Source data
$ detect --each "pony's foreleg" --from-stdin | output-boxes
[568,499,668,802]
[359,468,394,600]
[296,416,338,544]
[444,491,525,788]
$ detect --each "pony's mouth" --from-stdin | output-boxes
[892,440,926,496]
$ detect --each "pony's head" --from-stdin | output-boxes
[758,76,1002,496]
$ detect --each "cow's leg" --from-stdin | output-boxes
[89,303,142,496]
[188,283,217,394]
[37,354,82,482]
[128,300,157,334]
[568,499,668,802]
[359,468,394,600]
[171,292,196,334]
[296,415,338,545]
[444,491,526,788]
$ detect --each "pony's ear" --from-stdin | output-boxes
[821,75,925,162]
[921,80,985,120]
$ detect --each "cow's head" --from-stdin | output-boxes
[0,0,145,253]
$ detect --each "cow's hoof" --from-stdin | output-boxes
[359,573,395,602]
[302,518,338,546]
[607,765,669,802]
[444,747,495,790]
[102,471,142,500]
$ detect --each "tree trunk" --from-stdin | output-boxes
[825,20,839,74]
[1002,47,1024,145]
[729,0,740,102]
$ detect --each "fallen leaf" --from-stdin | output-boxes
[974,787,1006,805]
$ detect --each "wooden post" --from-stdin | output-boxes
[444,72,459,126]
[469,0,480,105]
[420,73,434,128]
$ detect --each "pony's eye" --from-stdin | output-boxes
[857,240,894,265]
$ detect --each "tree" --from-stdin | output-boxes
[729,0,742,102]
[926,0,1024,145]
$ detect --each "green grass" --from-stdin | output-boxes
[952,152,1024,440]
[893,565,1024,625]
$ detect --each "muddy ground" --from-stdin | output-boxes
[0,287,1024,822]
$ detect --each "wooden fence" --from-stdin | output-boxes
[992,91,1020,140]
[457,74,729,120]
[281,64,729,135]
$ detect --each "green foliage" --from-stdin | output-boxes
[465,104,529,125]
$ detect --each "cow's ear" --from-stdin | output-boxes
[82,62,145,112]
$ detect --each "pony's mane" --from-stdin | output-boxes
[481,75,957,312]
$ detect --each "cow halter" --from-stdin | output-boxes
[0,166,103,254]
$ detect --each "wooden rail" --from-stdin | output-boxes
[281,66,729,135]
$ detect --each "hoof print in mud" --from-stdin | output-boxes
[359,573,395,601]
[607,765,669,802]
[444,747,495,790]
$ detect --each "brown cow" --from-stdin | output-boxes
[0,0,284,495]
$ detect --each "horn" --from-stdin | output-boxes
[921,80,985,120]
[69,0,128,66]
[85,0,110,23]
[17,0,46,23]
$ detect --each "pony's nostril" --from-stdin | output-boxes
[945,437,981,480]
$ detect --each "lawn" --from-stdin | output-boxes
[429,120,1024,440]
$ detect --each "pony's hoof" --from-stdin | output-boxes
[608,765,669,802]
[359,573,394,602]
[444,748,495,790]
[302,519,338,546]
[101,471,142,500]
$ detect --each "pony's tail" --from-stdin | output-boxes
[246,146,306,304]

» Short exercise: Print all of the rows above again, with every character unchanged.

» Task response:
$ detect --each "pony's foreleg" --from-stdin | output-boxes
[568,499,668,802]
[359,468,394,600]
[296,416,338,544]
[444,491,525,788]
$ detect --each "pony's mouth" --from-stdin | output-boxes
[892,440,926,496]
$ detect --each "pony's head" --from-stdin | output-boxes
[758,76,1002,496]
$ detect --each "cow's leg" --from-stdin | output-boxes
[89,303,142,496]
[188,283,217,394]
[37,354,82,482]
[128,300,157,334]
[568,499,668,802]
[359,468,394,600]
[171,292,196,334]
[296,415,338,545]
[444,491,526,788]
$ detect --each "pony's ear" --from-stdin | output-boxes
[821,75,925,162]
[921,80,985,120]
$ detect --each "cow's head" --from-stdin | output-boxes
[0,0,145,253]
$ detect --each "cow's hoof" --from-stdin | output-boxes
[359,573,395,602]
[302,518,338,546]
[607,765,669,802]
[444,747,495,790]
[102,471,142,500]
$ detect --each "tree trunk" --from-stdin | output-boxes
[825,20,839,74]
[1002,47,1024,145]
[729,0,740,102]
$ detect --each "fallen leaf" --from-stdin | output-boxes
[974,787,1006,805]
$ detect --each "wooden post" --from-stdin | output-boxes
[444,72,459,126]
[469,0,480,105]
[420,73,434,128]
$ detect --each "pony's eye" --from-stdin | output-boxes
[857,240,894,265]
$ detect --each "tree" --from-stdin | output-boxes
[729,0,742,102]
[926,0,1024,145]
$ detect --each "green grass" --from-stdin | output-boxes
[952,152,1024,440]
[893,565,1024,625]
$ detect --each "muddy ground" --from-stdin | output-boxes
[0,287,1024,822]
$ detect --each "wooden fence" --from-stdin | output-boxes
[992,91,1020,140]
[457,74,729,120]
[281,64,729,135]
$ detect --each "green foliage" --from-stdin | output-boxes
[465,104,529,125]
$ detect --each "cow's ear" --from-stdin | output-boxes
[82,62,145,112]
$ detect --each "pony's mane" --from-stdin | output-boxes
[481,75,957,312]
$ detect --each "cow halter" --from-stdin | output-boxes
[0,166,103,254]
$ detect --each "wooden rail" --from-stdin | output-boxes
[281,66,729,135]
$ detect --each "hoof print in mud" --from-stdin | output-boxes
[359,573,395,601]
[607,765,669,802]
[444,747,495,790]
$ detect --each "brown cow" --from-stdin | output-boxes
[0,0,284,495]
$ detect --each "horn" --from-stdin | output-boxes
[921,80,985,120]
[69,0,128,66]
[85,0,110,23]
[17,0,46,23]
$ detect --each "pony's nostril" --from-stdin | output-boxes
[945,437,981,480]
$ detect --each "lawn" --from-stdin | output-boxes
[429,120,1024,440]
$ detect --each "pony's hoof" --from-stdin | output-boxes
[608,765,669,802]
[359,573,394,602]
[444,748,495,790]
[302,519,338,546]
[101,471,142,500]
$ detect --each "pony's tail" --from-stdin | output-boxes
[246,146,306,304]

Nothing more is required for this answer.